WORK INSTRUCTIONS: Lay out as a numbered list the lines starting with the one containing "[pin] boy's mouth" and going on through the end of the lines, leaving out any blank lines.

GIVEN RECORDS:
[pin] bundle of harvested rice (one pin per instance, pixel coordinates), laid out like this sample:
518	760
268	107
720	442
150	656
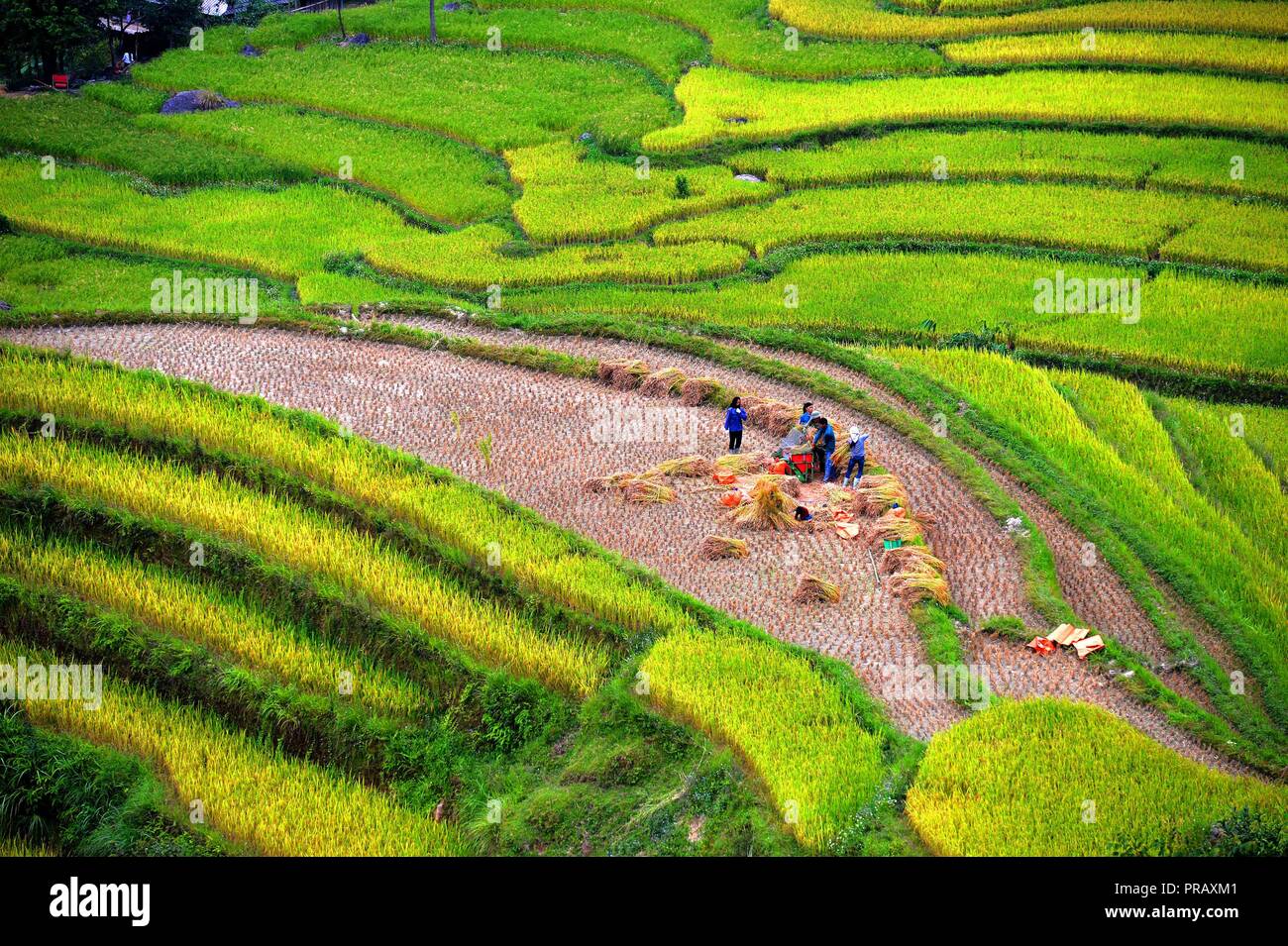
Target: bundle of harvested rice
642	489
697	390
879	493
919	583
603	484
769	507
622	374
840	498
910	559
773	416
789	484
903	528
742	464
722	547
684	467
811	588
664	383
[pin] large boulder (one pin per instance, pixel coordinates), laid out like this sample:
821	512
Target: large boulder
194	100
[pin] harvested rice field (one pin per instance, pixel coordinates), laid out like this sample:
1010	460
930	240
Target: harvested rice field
631	428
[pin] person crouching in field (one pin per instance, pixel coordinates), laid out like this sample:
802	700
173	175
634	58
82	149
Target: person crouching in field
734	417
858	448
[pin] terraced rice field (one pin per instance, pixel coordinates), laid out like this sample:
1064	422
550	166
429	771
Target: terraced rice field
365	428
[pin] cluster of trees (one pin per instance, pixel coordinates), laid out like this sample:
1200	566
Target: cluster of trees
42	38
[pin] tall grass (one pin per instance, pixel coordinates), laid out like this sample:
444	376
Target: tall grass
1237	587
570	197
795	729
863	20
1057	779
1029	154
539	555
77	128
436	175
660	47
1056	215
196	613
1214	441
297	229
493	99
310	542
1241	54
771	108
43	275
250	794
1188	322
741	39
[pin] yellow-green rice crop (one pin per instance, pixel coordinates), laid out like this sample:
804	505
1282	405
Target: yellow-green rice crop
1266	431
476	259
497	100
39	274
16	847
81	128
568	197
772	108
1136	159
1231	475
436	175
1202	549
741	39
192	611
1188	322
662	48
793	727
250	794
862	20
1059	215
1173	51
307	541
1054	778
149	404
292	232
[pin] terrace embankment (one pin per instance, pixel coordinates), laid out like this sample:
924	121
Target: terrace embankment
548	433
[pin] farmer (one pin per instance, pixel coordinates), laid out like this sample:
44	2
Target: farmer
734	416
858	447
824	444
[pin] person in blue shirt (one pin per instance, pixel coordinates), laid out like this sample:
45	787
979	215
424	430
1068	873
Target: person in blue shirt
734	417
824	444
858	448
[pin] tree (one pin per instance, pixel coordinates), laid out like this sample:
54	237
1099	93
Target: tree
170	18
43	37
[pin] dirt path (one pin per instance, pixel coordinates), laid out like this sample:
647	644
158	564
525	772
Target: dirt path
550	433
1090	585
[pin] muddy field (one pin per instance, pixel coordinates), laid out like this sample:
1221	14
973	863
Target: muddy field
550	433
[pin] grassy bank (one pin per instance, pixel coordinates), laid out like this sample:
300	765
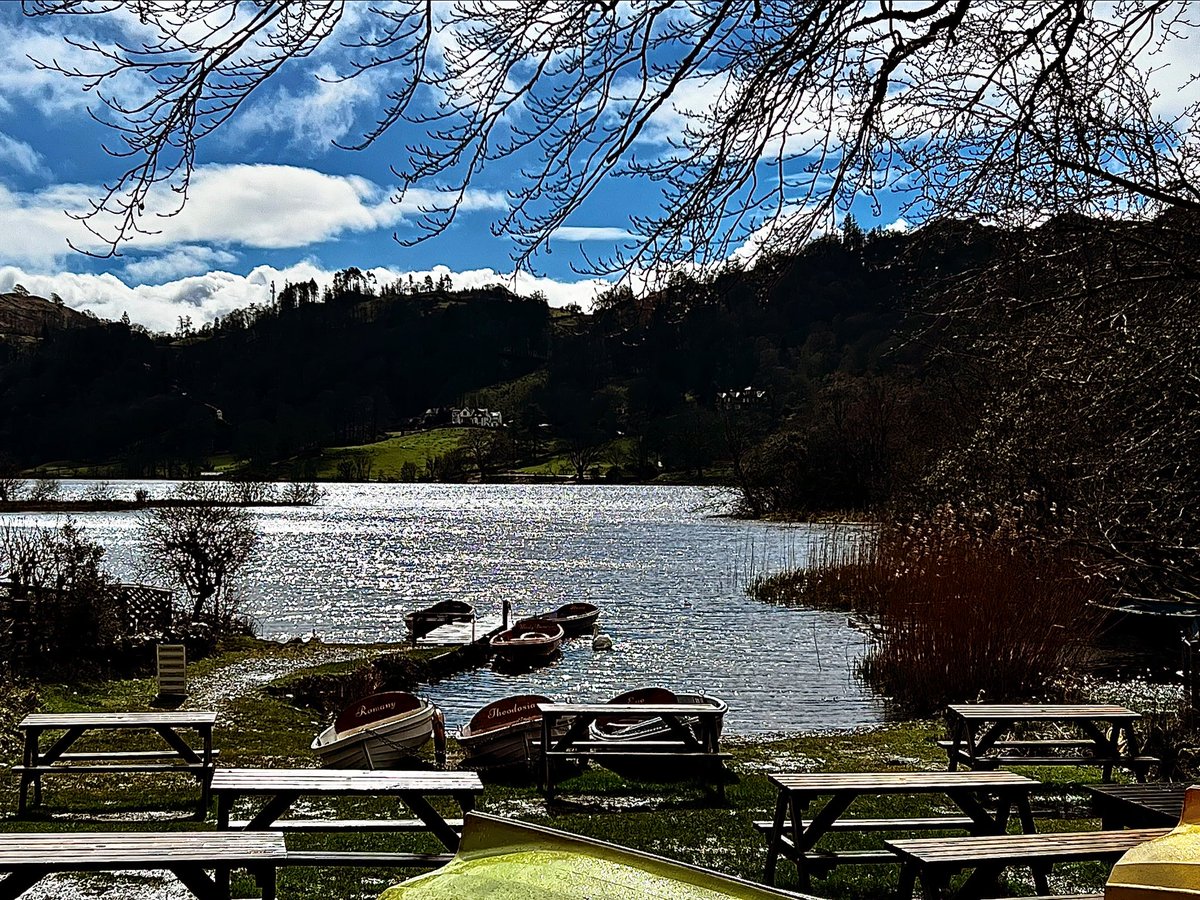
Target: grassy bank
261	725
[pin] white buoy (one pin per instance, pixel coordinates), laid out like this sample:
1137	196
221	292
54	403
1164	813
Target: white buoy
600	641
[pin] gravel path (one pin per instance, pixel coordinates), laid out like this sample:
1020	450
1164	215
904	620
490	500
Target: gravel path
221	687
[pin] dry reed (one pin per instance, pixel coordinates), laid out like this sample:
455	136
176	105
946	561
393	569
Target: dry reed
953	617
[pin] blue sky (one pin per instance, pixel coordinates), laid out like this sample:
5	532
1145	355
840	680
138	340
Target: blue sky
273	199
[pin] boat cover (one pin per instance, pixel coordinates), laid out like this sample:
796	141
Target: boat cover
502	859
1167	868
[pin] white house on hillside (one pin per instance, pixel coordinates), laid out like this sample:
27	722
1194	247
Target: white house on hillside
479	418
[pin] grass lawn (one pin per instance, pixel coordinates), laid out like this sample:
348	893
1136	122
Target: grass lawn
388	456
683	821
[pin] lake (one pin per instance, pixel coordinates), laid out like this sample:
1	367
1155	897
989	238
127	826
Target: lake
664	564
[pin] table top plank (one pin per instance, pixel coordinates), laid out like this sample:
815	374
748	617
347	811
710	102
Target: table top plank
1032	712
1164	799
150	850
191	718
623	709
897	781
1043	845
343	781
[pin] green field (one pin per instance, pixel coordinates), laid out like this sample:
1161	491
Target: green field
389	456
261	727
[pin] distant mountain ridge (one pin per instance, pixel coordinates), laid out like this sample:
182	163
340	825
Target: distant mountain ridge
28	316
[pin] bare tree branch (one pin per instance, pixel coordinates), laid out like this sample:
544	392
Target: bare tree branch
754	119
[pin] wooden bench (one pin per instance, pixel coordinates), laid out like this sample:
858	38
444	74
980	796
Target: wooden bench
694	730
795	837
58	759
1139	765
982	737
1158	805
280	789
934	861
29	857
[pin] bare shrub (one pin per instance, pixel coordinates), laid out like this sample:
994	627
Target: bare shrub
73	615
954	613
46	490
201	544
303	495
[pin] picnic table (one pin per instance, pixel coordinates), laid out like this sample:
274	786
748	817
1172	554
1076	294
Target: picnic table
934	861
29	857
694	731
178	755
280	789
990	735
1139	805
791	835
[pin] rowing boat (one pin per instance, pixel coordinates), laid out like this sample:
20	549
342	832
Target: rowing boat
529	642
377	732
576	618
502	733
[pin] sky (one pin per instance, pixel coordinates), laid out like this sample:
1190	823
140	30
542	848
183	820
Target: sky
271	201
274	199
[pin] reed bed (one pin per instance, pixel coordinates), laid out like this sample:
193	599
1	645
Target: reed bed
953	617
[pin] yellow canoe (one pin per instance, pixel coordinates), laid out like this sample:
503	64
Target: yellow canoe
1167	868
502	859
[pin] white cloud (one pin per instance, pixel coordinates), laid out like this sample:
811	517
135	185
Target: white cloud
187	259
316	117
262	207
48	91
589	233
18	154
217	293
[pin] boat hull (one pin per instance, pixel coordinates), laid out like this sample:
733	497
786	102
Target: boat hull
648	731
501	859
502	733
531	642
511	747
575	618
384	744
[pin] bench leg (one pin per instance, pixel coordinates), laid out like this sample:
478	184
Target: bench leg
265	879
984	881
17	883
196	880
933	885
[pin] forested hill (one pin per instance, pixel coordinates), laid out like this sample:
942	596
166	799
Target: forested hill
817	337
23	316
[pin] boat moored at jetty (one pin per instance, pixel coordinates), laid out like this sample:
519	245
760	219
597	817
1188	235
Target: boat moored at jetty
379	731
529	642
576	618
444	612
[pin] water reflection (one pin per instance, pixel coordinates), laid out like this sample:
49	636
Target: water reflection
667	575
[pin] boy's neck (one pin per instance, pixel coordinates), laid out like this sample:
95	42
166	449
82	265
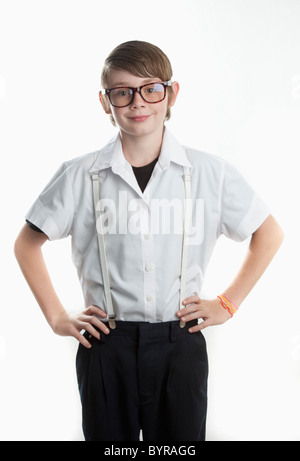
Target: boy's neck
142	150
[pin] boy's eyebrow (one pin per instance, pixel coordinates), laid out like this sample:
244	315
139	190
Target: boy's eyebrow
147	80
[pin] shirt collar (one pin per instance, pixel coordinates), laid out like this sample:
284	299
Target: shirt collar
112	154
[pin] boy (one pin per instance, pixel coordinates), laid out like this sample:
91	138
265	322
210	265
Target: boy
142	361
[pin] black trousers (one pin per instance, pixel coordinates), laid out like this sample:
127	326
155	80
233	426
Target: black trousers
149	376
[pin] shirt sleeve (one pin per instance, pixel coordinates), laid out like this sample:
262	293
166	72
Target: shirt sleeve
242	211
53	210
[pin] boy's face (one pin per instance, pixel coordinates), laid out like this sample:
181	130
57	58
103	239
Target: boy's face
139	118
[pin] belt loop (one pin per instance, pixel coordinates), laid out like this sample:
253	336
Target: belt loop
173	332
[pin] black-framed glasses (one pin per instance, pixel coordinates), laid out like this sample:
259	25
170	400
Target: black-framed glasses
152	93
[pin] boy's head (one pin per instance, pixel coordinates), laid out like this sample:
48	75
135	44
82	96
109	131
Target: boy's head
141	59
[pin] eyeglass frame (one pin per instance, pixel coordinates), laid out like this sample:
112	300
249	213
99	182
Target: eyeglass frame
138	90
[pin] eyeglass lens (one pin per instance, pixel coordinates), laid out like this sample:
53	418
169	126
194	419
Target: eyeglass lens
152	93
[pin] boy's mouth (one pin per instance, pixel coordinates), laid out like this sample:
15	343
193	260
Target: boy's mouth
139	118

SOLUTION TO THIS TASK:
1. [pin] boy's mouth (one pin per instance, pixel coordinates), laid out like this sample:
2. 15	343
3. 193	260
4. Target: boy's mouth
5. 139	118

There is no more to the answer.